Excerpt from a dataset
===============

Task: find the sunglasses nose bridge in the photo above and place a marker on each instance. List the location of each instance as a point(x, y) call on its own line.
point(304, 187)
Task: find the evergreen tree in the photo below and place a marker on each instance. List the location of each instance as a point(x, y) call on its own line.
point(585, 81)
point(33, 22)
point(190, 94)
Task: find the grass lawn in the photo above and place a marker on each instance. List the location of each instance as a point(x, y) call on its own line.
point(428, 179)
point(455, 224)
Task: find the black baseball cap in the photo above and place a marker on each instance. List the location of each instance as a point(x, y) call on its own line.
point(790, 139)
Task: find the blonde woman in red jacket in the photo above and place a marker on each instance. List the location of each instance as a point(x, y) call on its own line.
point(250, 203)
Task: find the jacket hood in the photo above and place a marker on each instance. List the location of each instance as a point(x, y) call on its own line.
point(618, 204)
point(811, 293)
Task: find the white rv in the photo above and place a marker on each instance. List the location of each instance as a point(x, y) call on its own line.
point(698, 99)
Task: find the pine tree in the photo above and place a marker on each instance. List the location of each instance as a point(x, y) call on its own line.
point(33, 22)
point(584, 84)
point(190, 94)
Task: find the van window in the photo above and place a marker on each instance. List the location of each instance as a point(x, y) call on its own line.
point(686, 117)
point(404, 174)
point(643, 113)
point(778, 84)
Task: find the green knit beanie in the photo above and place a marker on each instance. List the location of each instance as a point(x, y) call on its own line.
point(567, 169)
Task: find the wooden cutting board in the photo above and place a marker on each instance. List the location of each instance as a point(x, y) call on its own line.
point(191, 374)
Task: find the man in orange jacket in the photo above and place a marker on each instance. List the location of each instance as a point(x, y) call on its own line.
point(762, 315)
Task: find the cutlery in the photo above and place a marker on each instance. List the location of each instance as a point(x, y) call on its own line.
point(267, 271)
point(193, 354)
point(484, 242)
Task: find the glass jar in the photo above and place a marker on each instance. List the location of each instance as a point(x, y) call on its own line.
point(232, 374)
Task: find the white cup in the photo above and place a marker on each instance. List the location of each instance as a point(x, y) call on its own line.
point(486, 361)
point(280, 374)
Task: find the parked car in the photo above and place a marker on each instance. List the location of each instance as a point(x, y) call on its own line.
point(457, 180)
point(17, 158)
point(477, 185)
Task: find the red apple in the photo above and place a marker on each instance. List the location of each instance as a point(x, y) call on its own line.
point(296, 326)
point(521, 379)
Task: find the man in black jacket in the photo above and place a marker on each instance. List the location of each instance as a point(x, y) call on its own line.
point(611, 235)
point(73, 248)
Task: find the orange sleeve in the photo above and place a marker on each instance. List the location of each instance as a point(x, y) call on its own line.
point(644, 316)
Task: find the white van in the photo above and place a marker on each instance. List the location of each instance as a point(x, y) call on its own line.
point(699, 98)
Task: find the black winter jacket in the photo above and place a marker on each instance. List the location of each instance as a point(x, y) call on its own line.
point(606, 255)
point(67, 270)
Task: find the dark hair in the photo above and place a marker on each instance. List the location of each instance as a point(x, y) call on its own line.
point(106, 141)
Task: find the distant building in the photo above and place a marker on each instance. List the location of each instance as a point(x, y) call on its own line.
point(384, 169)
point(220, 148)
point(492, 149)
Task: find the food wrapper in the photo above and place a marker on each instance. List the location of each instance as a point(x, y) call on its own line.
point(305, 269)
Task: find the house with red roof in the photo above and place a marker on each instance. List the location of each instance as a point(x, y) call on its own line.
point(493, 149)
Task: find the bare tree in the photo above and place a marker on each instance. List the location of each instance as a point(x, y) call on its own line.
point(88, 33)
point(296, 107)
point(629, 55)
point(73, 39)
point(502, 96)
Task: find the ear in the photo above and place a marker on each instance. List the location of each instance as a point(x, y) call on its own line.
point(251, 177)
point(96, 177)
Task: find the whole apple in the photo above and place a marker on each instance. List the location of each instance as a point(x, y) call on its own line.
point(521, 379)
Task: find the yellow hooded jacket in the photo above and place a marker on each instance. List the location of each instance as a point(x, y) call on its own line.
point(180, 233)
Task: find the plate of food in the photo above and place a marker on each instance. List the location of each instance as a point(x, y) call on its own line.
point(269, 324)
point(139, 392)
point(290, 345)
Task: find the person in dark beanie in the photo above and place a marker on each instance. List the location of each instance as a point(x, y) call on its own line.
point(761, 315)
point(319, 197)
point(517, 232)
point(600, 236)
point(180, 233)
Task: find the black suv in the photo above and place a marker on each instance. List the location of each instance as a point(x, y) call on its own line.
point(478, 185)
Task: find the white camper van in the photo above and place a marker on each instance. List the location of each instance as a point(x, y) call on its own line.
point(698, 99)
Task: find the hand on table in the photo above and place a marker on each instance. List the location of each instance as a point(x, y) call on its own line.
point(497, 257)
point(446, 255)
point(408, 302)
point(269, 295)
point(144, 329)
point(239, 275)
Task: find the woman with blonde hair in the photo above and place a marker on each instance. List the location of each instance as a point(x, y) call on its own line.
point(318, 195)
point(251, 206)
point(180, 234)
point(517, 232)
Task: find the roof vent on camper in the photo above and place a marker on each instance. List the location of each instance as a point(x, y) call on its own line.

===============

* **Set task**: Convert the lines from the start of the data through the line containing "point(455, 224)" into a JSON list of strings, one string per line, omitting any blank lines.

* **Exercise result**:
[
  "Task: find the sunglasses nose bridge in the photo above and place a marker on each instance. List the location of each instance as a point(x, y) call on its own line.",
  "point(304, 187)",
  "Task: find the evergreen tree in the photo below and place a marker on each instance. List the location of each instance as a point(x, y) call on its own line.",
  "point(585, 81)",
  "point(33, 22)",
  "point(190, 94)",
  "Task: find the grass lawn in the photo above and place a marker on each instance. List the location of each instance as a point(x, y) call on its own line.",
  "point(428, 179)",
  "point(455, 224)"
]